---------- Given entries
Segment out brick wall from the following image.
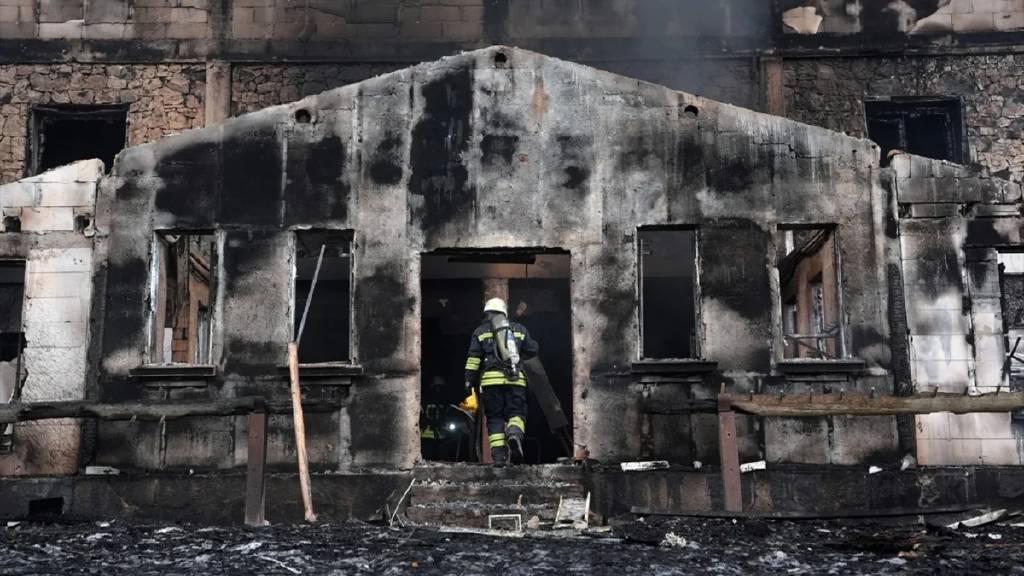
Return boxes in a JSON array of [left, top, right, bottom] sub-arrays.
[[784, 54, 1024, 182], [0, 62, 206, 182]]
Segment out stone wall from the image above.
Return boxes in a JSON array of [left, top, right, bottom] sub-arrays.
[[0, 63, 206, 183], [0, 160, 103, 475], [784, 54, 1024, 181]]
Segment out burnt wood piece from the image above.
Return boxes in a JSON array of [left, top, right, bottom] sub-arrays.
[[720, 392, 1024, 418], [718, 395, 743, 512], [0, 397, 339, 424], [246, 410, 266, 526]]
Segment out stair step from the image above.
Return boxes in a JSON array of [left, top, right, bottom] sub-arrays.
[[409, 483, 586, 505], [406, 502, 558, 528]]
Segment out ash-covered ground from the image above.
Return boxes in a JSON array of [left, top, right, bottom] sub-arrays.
[[0, 512, 1024, 576]]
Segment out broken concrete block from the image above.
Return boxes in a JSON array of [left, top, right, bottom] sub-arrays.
[[22, 207, 75, 232]]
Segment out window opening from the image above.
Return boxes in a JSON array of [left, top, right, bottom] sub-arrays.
[[999, 252, 1024, 390], [0, 260, 25, 452], [293, 231, 352, 364], [864, 98, 964, 166], [150, 233, 217, 365], [29, 106, 128, 174], [777, 227, 845, 360], [638, 229, 699, 359]]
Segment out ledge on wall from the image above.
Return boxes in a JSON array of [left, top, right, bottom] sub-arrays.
[[278, 362, 362, 383], [128, 364, 217, 380], [630, 358, 718, 376], [775, 358, 864, 374]]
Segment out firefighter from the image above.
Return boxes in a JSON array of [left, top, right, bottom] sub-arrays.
[[466, 298, 538, 467]]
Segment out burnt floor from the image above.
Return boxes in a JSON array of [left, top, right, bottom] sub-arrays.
[[0, 512, 1024, 576]]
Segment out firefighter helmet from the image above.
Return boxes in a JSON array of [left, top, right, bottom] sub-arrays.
[[483, 298, 509, 316]]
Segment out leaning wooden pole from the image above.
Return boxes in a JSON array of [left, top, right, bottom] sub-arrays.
[[288, 342, 316, 522], [288, 244, 327, 522]]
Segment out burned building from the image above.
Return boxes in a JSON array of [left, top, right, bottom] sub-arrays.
[[0, 43, 1020, 520], [0, 0, 1024, 521]]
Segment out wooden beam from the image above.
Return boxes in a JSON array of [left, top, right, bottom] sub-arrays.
[[724, 392, 1024, 418], [246, 411, 266, 526], [718, 395, 743, 512], [288, 342, 315, 522], [0, 397, 338, 424]]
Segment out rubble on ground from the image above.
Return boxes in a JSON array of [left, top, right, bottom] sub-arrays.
[[0, 517, 1024, 576]]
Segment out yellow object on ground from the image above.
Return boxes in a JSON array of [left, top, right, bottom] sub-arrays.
[[459, 390, 478, 412]]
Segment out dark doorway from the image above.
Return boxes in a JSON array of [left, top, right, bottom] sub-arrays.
[[29, 106, 128, 175], [864, 98, 964, 166], [420, 251, 572, 464], [0, 260, 25, 452]]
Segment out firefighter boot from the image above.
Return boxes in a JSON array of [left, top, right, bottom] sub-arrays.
[[490, 446, 509, 468], [505, 425, 524, 463]]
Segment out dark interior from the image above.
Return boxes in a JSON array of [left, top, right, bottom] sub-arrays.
[[420, 252, 572, 464], [864, 98, 964, 166], [32, 106, 128, 174], [640, 229, 697, 359], [294, 231, 351, 364]]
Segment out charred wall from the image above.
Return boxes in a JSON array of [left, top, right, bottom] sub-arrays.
[[783, 53, 1024, 182], [83, 47, 893, 469], [892, 155, 1022, 464]]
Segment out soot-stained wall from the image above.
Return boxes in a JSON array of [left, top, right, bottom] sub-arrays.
[[891, 155, 1024, 464], [97, 47, 895, 469]]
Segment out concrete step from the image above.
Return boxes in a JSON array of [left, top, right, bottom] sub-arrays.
[[404, 464, 587, 528], [406, 502, 558, 528], [409, 482, 586, 505]]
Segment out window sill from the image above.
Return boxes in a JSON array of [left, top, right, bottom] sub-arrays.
[[278, 362, 362, 379], [128, 364, 217, 380], [630, 358, 718, 376], [775, 358, 864, 374]]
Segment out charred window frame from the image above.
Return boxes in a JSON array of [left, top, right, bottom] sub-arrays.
[[150, 231, 222, 366], [27, 105, 128, 175], [999, 251, 1024, 385], [775, 224, 847, 360], [0, 260, 26, 453], [864, 97, 967, 166], [637, 227, 700, 360], [292, 230, 353, 365]]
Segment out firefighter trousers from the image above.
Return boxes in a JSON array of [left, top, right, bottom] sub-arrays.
[[481, 384, 526, 449]]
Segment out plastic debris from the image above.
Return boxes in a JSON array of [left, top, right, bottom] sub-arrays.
[[739, 460, 768, 474], [85, 466, 121, 476], [622, 460, 669, 472]]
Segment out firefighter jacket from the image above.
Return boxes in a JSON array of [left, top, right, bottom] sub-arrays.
[[466, 322, 539, 387]]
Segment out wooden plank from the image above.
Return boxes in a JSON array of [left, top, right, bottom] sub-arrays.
[[723, 393, 1024, 418], [246, 410, 266, 526], [718, 402, 743, 512], [0, 397, 338, 424], [761, 56, 785, 116], [288, 342, 316, 522]]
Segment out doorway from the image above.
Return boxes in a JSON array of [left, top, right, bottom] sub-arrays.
[[420, 250, 572, 464]]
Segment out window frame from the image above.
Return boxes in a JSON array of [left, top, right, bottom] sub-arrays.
[[288, 228, 358, 367], [861, 95, 971, 166], [634, 224, 703, 363], [771, 222, 852, 363], [142, 229, 224, 368], [24, 104, 130, 177]]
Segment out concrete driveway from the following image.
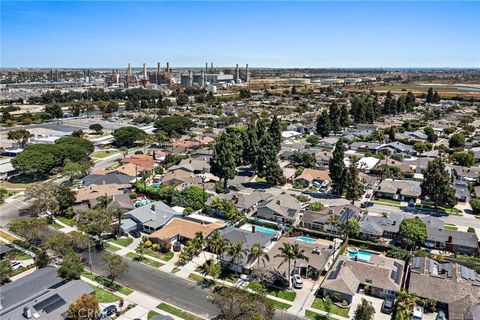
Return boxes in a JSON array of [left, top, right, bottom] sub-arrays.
[[348, 293, 391, 320]]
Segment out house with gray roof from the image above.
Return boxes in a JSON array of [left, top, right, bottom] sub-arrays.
[[257, 193, 303, 224], [83, 170, 135, 186], [406, 257, 480, 319], [378, 141, 417, 156], [0, 267, 93, 320], [220, 225, 276, 273], [375, 179, 422, 201], [359, 213, 405, 240], [320, 254, 405, 303], [122, 201, 182, 233]]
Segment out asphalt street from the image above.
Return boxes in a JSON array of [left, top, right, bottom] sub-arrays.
[[85, 252, 305, 320]]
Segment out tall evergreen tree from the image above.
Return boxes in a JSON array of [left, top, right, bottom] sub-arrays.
[[328, 139, 346, 195], [425, 87, 433, 103], [340, 104, 350, 128], [317, 110, 332, 138], [269, 116, 282, 153], [243, 121, 258, 166], [329, 101, 341, 133], [405, 91, 416, 112], [345, 156, 363, 204], [210, 132, 237, 190], [420, 157, 457, 211]]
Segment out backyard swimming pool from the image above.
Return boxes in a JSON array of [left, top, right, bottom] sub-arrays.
[[297, 236, 317, 243], [348, 248, 375, 262], [240, 223, 277, 236]]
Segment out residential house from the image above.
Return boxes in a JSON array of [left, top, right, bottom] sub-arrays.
[[169, 157, 210, 174], [267, 237, 335, 278], [82, 170, 135, 186], [257, 193, 303, 224], [75, 184, 130, 204], [407, 257, 480, 319], [375, 179, 422, 202], [294, 168, 332, 188], [122, 201, 182, 233], [149, 214, 226, 243], [359, 213, 405, 240], [453, 180, 470, 202], [0, 267, 93, 320], [320, 254, 405, 304], [220, 225, 276, 274], [378, 141, 417, 156], [298, 204, 360, 234]]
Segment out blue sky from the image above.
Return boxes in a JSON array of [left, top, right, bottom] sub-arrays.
[[0, 1, 480, 68]]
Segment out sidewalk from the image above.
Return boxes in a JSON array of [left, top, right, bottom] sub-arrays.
[[81, 275, 202, 320]]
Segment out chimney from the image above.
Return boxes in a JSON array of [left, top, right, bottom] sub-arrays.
[[23, 307, 32, 319]]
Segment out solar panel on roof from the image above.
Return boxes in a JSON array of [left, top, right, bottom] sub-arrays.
[[460, 266, 477, 281]]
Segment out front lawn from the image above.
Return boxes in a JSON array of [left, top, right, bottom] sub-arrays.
[[372, 198, 400, 207], [312, 298, 350, 318], [82, 271, 133, 296], [127, 252, 163, 268], [267, 288, 297, 301], [110, 237, 133, 247], [91, 285, 120, 303], [55, 216, 76, 227], [267, 298, 292, 309], [305, 310, 336, 320], [10, 248, 33, 260], [105, 242, 122, 252], [90, 150, 118, 159], [145, 248, 173, 261], [157, 302, 201, 320]]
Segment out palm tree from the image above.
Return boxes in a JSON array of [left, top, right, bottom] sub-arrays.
[[228, 242, 246, 263], [248, 243, 270, 268], [275, 242, 295, 289]]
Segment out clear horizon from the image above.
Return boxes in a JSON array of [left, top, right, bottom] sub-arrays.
[[0, 1, 480, 69]]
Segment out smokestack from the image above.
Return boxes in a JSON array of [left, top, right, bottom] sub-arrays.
[[235, 63, 240, 82]]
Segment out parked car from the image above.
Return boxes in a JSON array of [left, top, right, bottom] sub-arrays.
[[412, 306, 423, 320], [130, 230, 142, 238], [360, 201, 373, 208], [11, 261, 22, 270], [293, 274, 303, 289], [98, 304, 117, 320], [380, 299, 393, 314]]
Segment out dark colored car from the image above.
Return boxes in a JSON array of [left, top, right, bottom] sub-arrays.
[[360, 201, 373, 208], [98, 304, 117, 320], [381, 299, 393, 314], [130, 230, 142, 238]]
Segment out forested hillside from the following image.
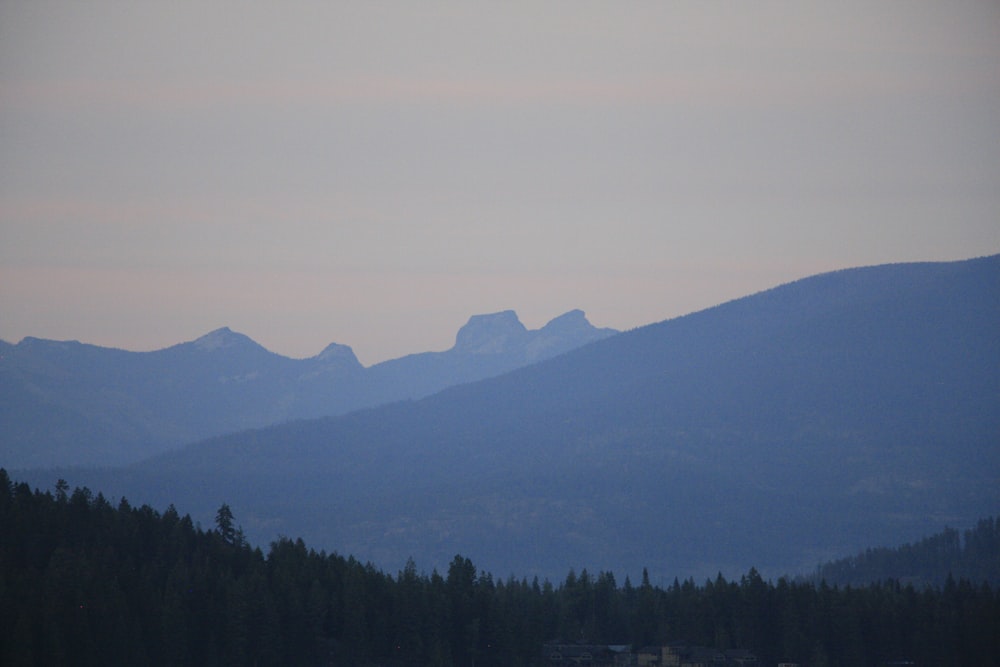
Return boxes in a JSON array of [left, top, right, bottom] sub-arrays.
[[815, 517, 1000, 587], [0, 469, 1000, 667]]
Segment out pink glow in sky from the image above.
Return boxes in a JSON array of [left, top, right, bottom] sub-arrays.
[[0, 1, 1000, 364]]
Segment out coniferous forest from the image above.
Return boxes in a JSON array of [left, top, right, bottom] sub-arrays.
[[0, 469, 1000, 667]]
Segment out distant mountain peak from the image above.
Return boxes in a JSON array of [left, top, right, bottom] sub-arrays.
[[192, 327, 260, 352], [453, 310, 528, 354], [315, 343, 361, 367]]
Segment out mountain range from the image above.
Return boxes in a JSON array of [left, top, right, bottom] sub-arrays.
[[7, 255, 1000, 581], [0, 310, 617, 468]]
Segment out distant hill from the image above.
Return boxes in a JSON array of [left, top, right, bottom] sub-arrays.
[[0, 310, 617, 468], [812, 517, 1000, 588], [15, 256, 1000, 581]]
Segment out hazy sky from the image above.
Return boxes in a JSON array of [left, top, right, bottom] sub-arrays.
[[0, 0, 1000, 365]]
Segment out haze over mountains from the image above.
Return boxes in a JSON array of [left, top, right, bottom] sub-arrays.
[[0, 310, 617, 467], [3, 256, 1000, 580]]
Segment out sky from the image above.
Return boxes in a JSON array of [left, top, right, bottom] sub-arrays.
[[0, 0, 1000, 365]]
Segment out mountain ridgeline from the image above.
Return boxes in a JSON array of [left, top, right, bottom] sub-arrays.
[[0, 310, 617, 468], [22, 256, 1000, 581]]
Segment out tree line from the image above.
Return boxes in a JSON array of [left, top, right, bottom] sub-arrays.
[[0, 469, 1000, 667], [814, 517, 1000, 587]]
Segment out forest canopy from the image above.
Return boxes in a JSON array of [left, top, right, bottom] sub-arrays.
[[0, 469, 1000, 667]]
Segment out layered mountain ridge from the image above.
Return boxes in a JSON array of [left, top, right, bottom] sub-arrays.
[[0, 310, 616, 468], [17, 256, 1000, 582]]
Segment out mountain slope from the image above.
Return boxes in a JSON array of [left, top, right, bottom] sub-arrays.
[[0, 310, 617, 467], [17, 256, 1000, 577]]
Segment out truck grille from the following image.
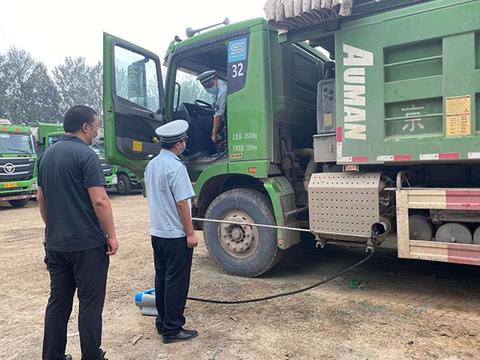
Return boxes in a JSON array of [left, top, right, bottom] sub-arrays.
[[0, 158, 35, 181], [101, 161, 113, 176]]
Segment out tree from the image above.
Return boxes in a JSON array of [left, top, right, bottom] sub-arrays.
[[0, 47, 61, 125], [53, 57, 103, 121]]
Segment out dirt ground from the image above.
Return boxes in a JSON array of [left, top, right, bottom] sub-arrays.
[[0, 195, 480, 360]]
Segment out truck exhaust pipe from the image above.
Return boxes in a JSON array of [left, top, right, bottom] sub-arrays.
[[186, 18, 230, 38]]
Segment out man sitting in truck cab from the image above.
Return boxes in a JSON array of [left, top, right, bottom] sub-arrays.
[[193, 70, 228, 155]]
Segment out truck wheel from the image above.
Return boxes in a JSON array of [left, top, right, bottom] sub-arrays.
[[203, 189, 283, 277], [8, 199, 29, 208], [117, 174, 132, 195]]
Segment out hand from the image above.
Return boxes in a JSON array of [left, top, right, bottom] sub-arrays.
[[107, 236, 118, 256], [187, 233, 198, 248]]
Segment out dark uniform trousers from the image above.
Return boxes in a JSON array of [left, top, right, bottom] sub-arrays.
[[152, 235, 193, 336], [42, 246, 110, 360]]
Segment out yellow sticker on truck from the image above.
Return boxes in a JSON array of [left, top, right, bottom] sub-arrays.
[[133, 140, 143, 152], [445, 95, 472, 137]]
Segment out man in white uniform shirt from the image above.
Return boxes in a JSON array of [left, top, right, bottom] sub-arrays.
[[145, 120, 198, 343]]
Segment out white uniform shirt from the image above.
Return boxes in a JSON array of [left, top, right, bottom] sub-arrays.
[[145, 149, 195, 238]]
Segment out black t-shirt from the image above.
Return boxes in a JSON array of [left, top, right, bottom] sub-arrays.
[[38, 136, 106, 251]]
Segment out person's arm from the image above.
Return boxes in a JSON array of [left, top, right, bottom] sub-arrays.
[[88, 186, 118, 255], [211, 115, 223, 144], [168, 166, 198, 248], [177, 200, 198, 248], [37, 187, 47, 225]]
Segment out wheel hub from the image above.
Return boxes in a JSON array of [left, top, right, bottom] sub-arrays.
[[218, 211, 258, 257]]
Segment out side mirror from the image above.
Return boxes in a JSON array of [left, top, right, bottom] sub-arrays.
[[127, 59, 147, 102], [175, 82, 182, 111]]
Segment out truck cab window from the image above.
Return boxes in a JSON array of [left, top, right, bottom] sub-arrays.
[[173, 69, 213, 109], [114, 46, 160, 112]]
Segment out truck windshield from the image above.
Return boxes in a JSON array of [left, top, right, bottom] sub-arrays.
[[0, 133, 35, 154], [174, 69, 213, 104]]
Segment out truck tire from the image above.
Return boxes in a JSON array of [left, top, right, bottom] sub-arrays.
[[203, 189, 283, 277], [117, 174, 132, 195], [8, 199, 30, 208]]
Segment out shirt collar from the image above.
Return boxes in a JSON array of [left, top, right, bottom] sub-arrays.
[[160, 149, 182, 162], [59, 134, 87, 145]]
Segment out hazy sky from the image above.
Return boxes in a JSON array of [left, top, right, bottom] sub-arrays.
[[0, 0, 265, 69]]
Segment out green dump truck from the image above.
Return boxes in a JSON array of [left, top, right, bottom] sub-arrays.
[[37, 123, 117, 188], [104, 0, 480, 276], [0, 120, 37, 208]]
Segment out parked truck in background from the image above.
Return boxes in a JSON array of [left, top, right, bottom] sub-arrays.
[[37, 123, 117, 188], [104, 0, 480, 276], [93, 135, 142, 195], [0, 120, 37, 208]]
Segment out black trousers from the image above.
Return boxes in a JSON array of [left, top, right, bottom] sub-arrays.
[[42, 246, 110, 360], [195, 116, 217, 155], [152, 236, 193, 336]]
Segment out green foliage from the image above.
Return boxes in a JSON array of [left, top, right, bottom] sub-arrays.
[[0, 47, 61, 125], [0, 47, 103, 126], [53, 57, 103, 119]]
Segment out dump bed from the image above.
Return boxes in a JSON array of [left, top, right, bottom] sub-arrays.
[[335, 0, 480, 163], [270, 0, 480, 164]]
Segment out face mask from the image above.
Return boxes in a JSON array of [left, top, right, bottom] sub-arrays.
[[207, 86, 218, 96], [90, 125, 100, 145]]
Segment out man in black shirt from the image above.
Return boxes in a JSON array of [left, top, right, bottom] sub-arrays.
--------------------
#### Objective:
Please write out the lines of the listing above verbatim, starting at the line containing "Segment out firefighter helmet" and ending at the line containing "[[0, 43, 1020, 520], [0, 0, 1024, 521]]", with both of those lines included.

#### Result of the exercise:
Segment out firefighter helmet from the image above.
Return boxes in a JSON array of [left, top, right, bottom] sub-arrays.
[[483, 298, 509, 316]]
Segment out leaning wooden pole from the image above.
Return boxes in a JSON array of [left, top, right, bottom] sub-arrays.
[[288, 342, 316, 522], [288, 244, 327, 522]]
Segment out burned building from the image above.
Return boxes in a JSON array of [left, top, right, bottom] sub-arrays.
[[0, 43, 1020, 520], [0, 0, 1024, 521]]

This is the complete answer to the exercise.